**Exercise tasks**
1. In the post about a mother's stress, reproduce the passage starting at "I’m going to" and ending at "it’s worth it.".
2. In the post about a mother's stress, what has the writer's son recently been diagnosed with?

**Extract**

════

I’m going to open up a little more than I like and be vulnerable for a moment here. I hope it’s not PPD creeping up on me again, but all week the thought of just running away just sounded kind of nice. It’s mostly the stress of life finally getting to me, but if my thoughts might help another mom out there it’s worth it.
I do have a lot of stress though. Catching up on blogging, church responsibilities, my son recently being diagnosed with ASD, nursing a newborn constantly, the battle with never ending laundry and dishes, marriage and financial stress . . . you get the point. I know I’m not the only mom dealing with multiple stressors. I tried getting myself and the kids out of the house because normally that helps but I underestimated what a true feat it is to be alone with three children. The youngest is a nursling, the middle child has Autism and is minimally verbal and the oldest feels neglected because the other two require so much attention and has some pretty bad behaviors to seek additional attention. It seemed every time I tried to go out and do something nice for the kids it always ended in blood, sweat or tears.

════

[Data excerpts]
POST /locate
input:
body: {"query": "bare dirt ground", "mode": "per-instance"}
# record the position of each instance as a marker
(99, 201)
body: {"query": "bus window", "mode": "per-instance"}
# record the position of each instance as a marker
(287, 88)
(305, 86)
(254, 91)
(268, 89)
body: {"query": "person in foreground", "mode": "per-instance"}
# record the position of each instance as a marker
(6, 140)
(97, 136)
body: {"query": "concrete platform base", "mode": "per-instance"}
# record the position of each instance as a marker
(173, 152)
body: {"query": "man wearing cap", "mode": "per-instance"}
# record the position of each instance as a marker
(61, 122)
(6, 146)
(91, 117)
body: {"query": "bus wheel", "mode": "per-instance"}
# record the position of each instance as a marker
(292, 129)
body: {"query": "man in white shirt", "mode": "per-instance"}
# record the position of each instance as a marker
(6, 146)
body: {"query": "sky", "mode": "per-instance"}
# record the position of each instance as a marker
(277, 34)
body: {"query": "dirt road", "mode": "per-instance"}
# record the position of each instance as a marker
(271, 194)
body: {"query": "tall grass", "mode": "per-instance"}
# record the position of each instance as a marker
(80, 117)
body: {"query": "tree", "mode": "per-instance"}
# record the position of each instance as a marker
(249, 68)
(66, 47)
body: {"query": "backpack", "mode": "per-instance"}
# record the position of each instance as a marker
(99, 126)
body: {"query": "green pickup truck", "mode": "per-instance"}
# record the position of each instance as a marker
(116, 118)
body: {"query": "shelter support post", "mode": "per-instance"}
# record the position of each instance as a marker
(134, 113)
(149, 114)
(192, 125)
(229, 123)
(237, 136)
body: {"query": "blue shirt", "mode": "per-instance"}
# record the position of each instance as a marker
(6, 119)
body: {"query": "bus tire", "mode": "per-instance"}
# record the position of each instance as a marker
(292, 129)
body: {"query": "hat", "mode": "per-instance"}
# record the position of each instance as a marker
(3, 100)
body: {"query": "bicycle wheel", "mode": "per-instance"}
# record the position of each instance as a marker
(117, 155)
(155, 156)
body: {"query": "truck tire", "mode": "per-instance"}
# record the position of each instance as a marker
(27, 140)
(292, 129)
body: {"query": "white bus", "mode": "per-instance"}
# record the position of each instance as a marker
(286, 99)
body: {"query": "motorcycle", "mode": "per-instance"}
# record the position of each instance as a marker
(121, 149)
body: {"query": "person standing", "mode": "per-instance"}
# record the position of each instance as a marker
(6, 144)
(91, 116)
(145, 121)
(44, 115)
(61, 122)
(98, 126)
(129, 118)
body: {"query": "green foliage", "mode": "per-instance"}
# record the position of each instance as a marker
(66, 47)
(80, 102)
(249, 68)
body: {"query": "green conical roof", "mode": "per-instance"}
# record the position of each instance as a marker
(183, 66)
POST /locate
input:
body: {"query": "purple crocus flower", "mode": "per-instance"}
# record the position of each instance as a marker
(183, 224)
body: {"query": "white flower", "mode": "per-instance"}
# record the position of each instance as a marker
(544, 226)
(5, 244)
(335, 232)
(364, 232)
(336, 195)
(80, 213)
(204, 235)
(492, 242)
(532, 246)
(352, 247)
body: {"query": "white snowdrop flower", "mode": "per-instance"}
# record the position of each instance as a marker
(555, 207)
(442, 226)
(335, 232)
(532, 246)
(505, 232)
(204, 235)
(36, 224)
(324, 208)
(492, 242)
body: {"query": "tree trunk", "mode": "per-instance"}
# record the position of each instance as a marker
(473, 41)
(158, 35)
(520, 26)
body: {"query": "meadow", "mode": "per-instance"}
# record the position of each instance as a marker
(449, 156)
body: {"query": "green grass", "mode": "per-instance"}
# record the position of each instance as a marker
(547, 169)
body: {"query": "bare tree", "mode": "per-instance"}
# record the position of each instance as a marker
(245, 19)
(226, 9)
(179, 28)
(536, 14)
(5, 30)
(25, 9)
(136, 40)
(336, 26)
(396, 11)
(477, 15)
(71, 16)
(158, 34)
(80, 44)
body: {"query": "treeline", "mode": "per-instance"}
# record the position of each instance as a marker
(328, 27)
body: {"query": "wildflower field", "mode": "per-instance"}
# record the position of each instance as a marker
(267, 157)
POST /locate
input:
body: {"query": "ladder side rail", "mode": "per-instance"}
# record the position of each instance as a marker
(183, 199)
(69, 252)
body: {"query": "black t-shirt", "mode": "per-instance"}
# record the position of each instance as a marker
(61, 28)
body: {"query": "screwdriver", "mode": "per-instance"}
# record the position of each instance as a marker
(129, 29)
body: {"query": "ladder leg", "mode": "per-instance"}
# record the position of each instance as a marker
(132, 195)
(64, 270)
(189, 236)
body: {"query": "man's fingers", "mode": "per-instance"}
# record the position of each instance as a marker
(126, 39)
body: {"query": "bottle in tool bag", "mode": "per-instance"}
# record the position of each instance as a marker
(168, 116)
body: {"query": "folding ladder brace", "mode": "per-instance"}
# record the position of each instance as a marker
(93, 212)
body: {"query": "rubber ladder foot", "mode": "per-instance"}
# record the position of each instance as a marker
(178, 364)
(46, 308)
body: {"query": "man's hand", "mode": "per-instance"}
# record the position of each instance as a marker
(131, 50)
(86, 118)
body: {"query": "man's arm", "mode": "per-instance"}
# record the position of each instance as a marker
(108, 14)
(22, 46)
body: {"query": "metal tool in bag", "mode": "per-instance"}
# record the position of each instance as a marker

════

**Solutions to each task**
1.
I’m going to open up a little more than I like and be vulnerable for a moment here. I hope it’s not PPD creeping up on me again, but all week the thought of just running away just sounded kind of nice. It’s mostly the stress of life finally getting to me, but if my thoughts might help another mom out there it’s worth it.

2. ASD